Ce soir, les footballeuses vont s’entraîner sur le terrain numéro un, bordé par l’autoroute. Pendant une heure trente, elles donnent le meilleur d’elles-mêmes. Leur objectif pour la seconde partie de l’année : intégrer le groupe « or », et jouer les matchs contre les six autres meilleures équipes de la région de Valence : « On a une chance d’y être, et ça nous motive encore plus », explique Dori.

Mireille Rodriguez (à gauche) et Vanessa Alfaro (à droite), deux entraîneuses de l’équipe infantil de l’Atlético Sedaví, sur le terrain du Valence CF, lors de l’entraînement, le 12 février 2025.
© Ambre Michon / Reportierra.

Selon les calculs du président Fernando García, l’aide de la Fondation Alfonso permettra de financer les trajets d’autobus jusqu’à la fin du mois d’avril. C’est à cette période que les travaux du terrain de Sedaví – financés, eux, par le club professionnel Valencia CF – devraient se terminer. Et où les joueurs pourront retourner jouer à domicile. 

Des joueuses de l’Atlético Sedaví s’entraînent avec Mireille Rodriguez, sur le terrain du Valence CF, le 12 février 2025.
© Ambre Michon / Reportierra.

L’entraide entre villes voisines

À treize kilomètres au nord-ouest de Sedaví, le président du club d’Aldaia, José Luis Villegas, se trouve sur le stade de foot du complexe sportif municipal, détruit par les inondations. Au loin, deux machines s’affairent en plein soleil. Les travaux se déroulent en deux temps. En ce premier mois, les services de la mairie arrachent ce qu’il reste de l’ancien gazon. Puis, une entreprise privée viendra poser le nouveau revêtement. Cette phase des opérations durera une trentaine de jours. 

Le Valencia CF finance aussi la réparation de ce stade. Leur deuxième terrain, ailleurs dans la ville, est en cours de rénovation. Lui est financé par le Villarreal, l’autre grand club de foot de la région, dont le président n’est autre que Fernando Roig Alfonso. 

José Luis Villegas, président du club de foot d’Aldaia, sur le terrain Jaume Ortí du complexe sportif de la ville, détruit par les inondations, le 11 février 2025. © Ambre Michon / Reportierra.

À l’ombre, au bord du stade, José Luis Villegas, barbe blanche, lunettes rectangulaires et sweat noir floqué du logo de son club, se remémore ce qu’il a ressenti lorsqu’il a découvert l’ampleur des dégâts : « J’ai pleuré. J’ai cru que c’était terminé pour le club. » Président depuis 27 ans, il se souvient de l’élan de solidarité, qui lui a donné la force de continuer : « Une jeune fille est venue de Saragosse [une ville à plus de 300 kilomètres] pour apporter de l’aide ! »

** CONSIGNES **
**A.** Résumez l'extrait en deux phrases.
**B.** Recopiez tout le passage de l'extrait qui va de « Mireille Rodriguez (à » jusqu'à « jouer à domicile. ».
Les entrées qui suivent proviennent d'une autre source que l'extrait.

** DONNÉES PRÉSENTÉES **
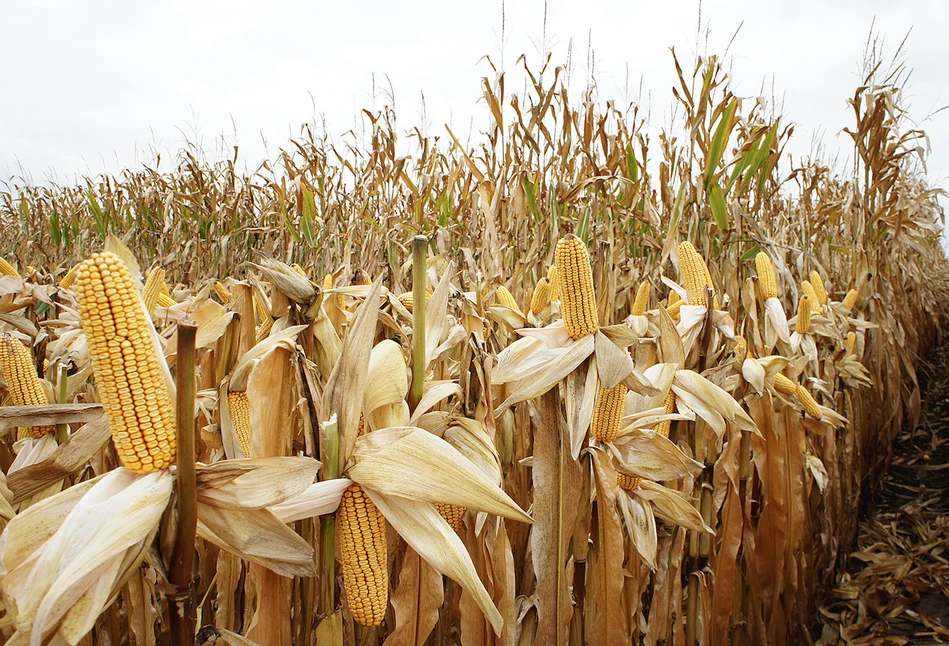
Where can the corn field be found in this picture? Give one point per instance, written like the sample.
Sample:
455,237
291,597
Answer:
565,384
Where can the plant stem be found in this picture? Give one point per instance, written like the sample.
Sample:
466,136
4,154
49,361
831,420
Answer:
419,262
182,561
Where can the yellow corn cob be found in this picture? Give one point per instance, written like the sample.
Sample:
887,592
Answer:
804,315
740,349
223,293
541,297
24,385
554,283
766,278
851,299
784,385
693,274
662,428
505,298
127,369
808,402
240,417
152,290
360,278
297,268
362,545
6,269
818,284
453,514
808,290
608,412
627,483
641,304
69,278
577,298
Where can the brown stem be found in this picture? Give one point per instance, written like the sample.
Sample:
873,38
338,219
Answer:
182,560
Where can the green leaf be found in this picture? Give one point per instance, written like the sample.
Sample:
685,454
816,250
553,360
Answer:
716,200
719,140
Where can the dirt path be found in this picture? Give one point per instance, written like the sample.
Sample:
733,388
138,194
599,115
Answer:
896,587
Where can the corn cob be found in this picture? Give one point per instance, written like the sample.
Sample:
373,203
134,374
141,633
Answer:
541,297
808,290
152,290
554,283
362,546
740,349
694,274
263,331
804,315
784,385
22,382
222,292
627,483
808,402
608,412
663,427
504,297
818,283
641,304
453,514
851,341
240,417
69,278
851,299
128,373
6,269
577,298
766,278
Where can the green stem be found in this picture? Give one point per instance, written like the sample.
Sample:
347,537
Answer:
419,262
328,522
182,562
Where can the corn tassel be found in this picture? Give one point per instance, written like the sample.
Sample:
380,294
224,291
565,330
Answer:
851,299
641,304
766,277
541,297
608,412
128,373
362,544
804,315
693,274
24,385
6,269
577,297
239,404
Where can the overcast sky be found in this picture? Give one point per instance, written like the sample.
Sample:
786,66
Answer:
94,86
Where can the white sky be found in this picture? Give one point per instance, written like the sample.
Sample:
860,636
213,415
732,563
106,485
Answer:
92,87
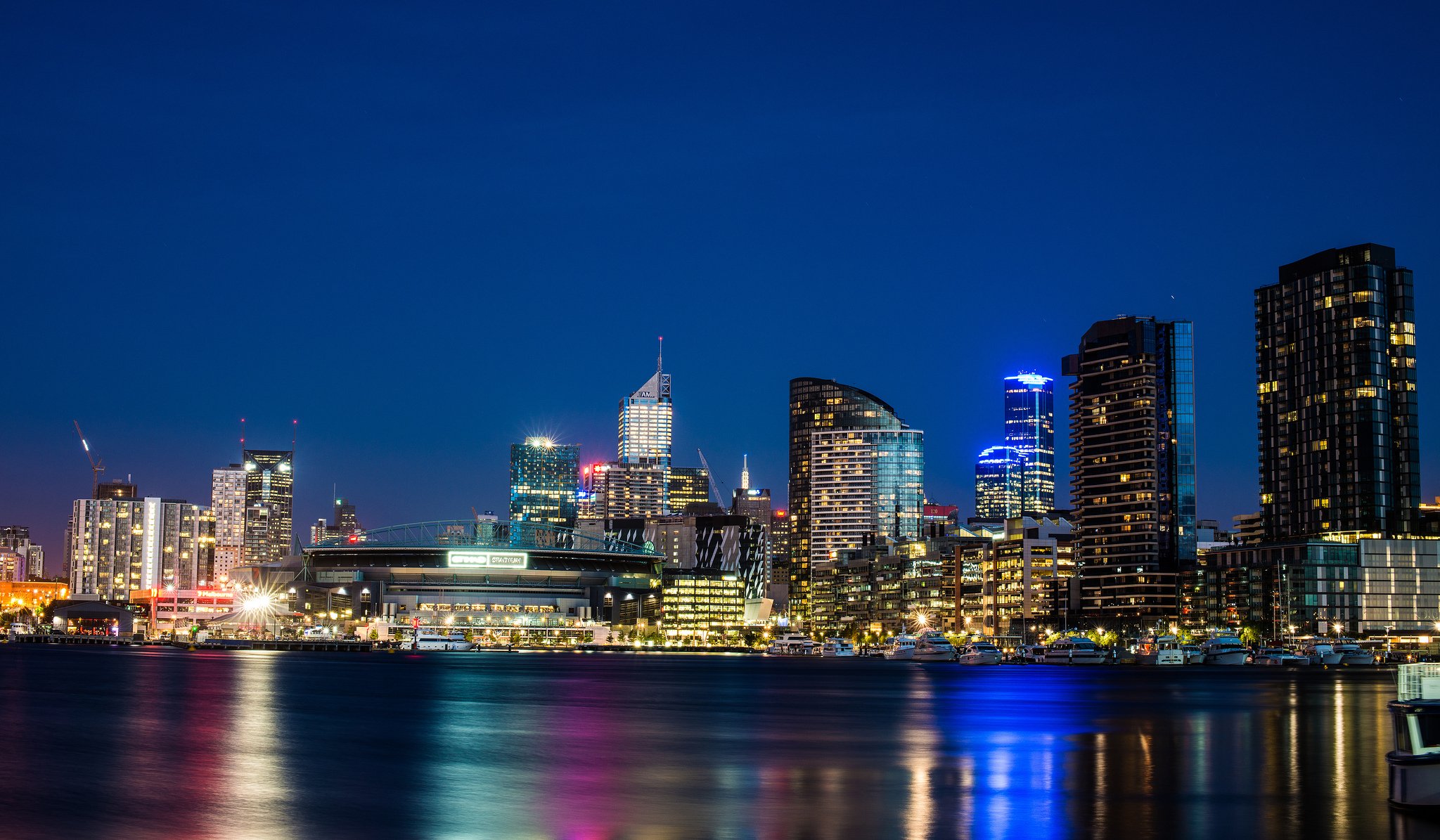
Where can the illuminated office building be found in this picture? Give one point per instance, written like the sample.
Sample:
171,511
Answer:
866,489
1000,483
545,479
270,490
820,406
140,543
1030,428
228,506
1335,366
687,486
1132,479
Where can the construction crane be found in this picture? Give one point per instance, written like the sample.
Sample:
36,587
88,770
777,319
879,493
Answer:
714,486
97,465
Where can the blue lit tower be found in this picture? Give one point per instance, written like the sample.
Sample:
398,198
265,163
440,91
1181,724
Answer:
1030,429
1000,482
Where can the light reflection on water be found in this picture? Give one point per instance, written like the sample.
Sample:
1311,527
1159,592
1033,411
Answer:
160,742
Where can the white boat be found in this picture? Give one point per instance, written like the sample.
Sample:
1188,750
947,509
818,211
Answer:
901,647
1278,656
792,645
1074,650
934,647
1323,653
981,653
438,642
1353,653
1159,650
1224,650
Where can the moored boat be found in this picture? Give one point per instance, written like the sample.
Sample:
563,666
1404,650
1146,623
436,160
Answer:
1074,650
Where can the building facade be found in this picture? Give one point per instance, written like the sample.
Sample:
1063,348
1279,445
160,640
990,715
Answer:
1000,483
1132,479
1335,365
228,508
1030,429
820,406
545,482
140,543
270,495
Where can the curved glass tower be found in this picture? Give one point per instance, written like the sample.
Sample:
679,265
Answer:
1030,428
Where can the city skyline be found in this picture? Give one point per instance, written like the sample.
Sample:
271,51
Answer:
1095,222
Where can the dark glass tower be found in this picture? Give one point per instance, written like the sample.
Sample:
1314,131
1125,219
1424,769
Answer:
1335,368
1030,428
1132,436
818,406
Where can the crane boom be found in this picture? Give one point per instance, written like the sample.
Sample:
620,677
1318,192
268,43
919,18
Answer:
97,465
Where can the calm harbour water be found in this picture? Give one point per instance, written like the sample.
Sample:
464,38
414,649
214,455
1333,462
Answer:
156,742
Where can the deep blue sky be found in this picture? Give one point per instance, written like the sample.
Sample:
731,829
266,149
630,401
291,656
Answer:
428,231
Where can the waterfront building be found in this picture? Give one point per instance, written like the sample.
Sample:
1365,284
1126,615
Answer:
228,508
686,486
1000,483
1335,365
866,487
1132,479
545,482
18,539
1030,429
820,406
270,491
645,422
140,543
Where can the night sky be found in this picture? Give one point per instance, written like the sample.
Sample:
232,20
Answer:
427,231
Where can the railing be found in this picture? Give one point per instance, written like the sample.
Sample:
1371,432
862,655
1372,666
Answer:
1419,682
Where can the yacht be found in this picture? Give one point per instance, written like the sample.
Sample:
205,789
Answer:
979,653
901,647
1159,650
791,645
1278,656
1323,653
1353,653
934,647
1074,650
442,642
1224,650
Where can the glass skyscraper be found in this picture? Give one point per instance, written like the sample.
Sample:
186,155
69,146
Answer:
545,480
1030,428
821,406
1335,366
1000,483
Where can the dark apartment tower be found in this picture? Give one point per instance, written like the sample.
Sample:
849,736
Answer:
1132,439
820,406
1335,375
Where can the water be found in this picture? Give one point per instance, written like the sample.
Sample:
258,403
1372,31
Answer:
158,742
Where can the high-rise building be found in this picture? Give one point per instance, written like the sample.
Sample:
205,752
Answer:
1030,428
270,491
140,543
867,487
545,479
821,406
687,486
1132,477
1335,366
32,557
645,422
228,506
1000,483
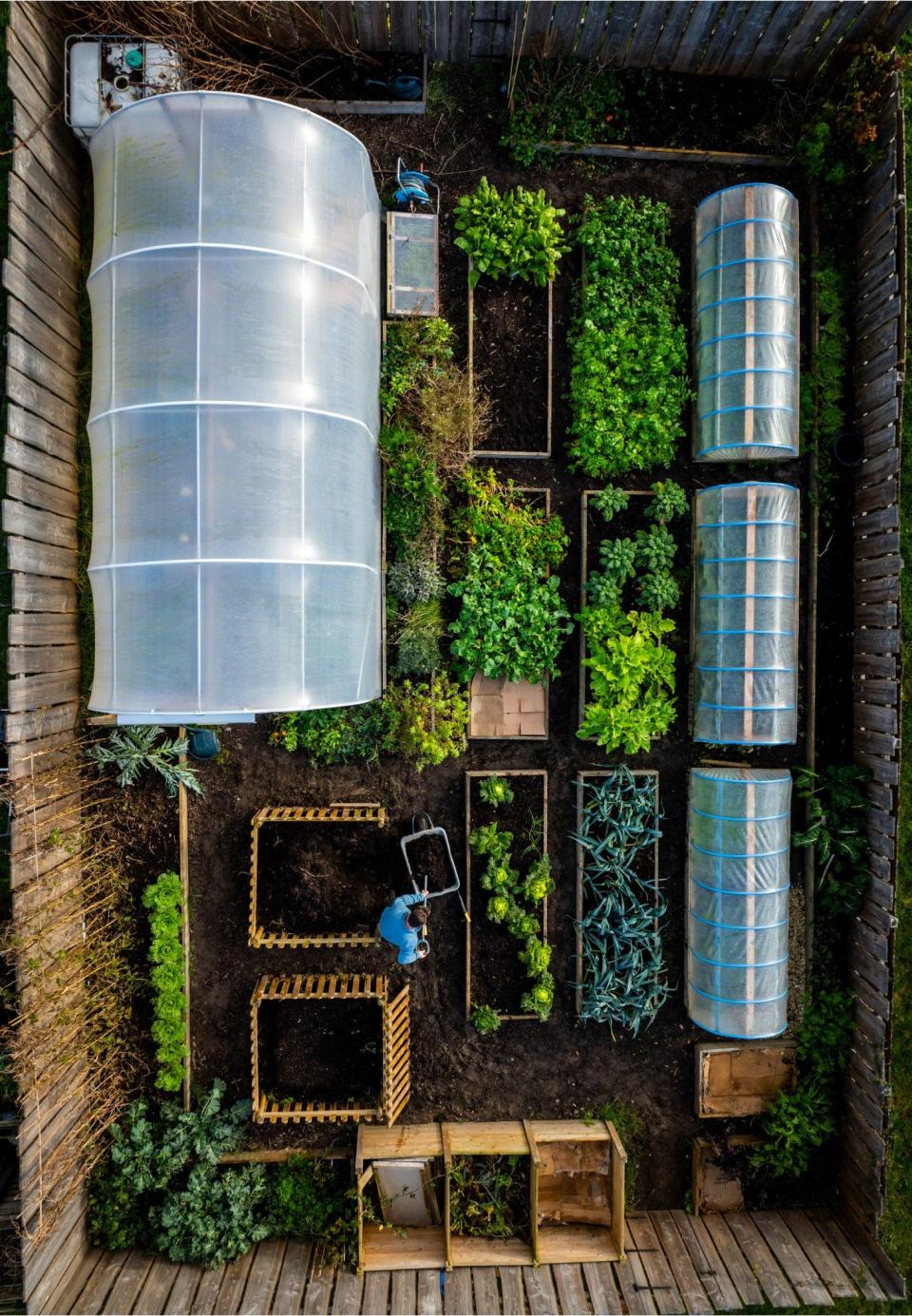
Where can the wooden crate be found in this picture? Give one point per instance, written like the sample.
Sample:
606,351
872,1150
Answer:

** RÉPONSES **
**A.** Les joueuses de l'Atlético Sedaví s'entraînent sur un terrain du Valence CF en espérant intégrer le groupe « or », et l'aide de la Fondation Alfonso doit financer les trajets d'autobus jusqu'à la fin avril, période où les travaux de leur terrain, payés par le Valencia CF, devraient se terminer. À Aldaia, le stade détruit par les inondations est lui aussi en réparation, et le président du club, José Luis Villegas, se souvient d'avoir cru le club fini avant que l'élan de solidarité lui donne la force de continuer.

**B.**
Mireille Rodriguez (à gauche) et Vanessa Alfaro (à droite), deux entraîneuses de l’équipe infantil de l’Atlético Sedaví, sur le terrain du Valence CF, lors de l’entraînement, le 12 février 2025.
© Ambre Michon / Reportierra.

Selon les calculs du président Fernando García, l’aide de la Fondation Alfonso permettra de financer les trajets d’autobus jusqu’à la fin du mois d’avril. C’est à cette période que les travaux du terrain de Sedaví – financés, eux, par le club professionnel Valencia CF – devraient se terminer. Et où les joueurs pourront retourner jouer à domicile.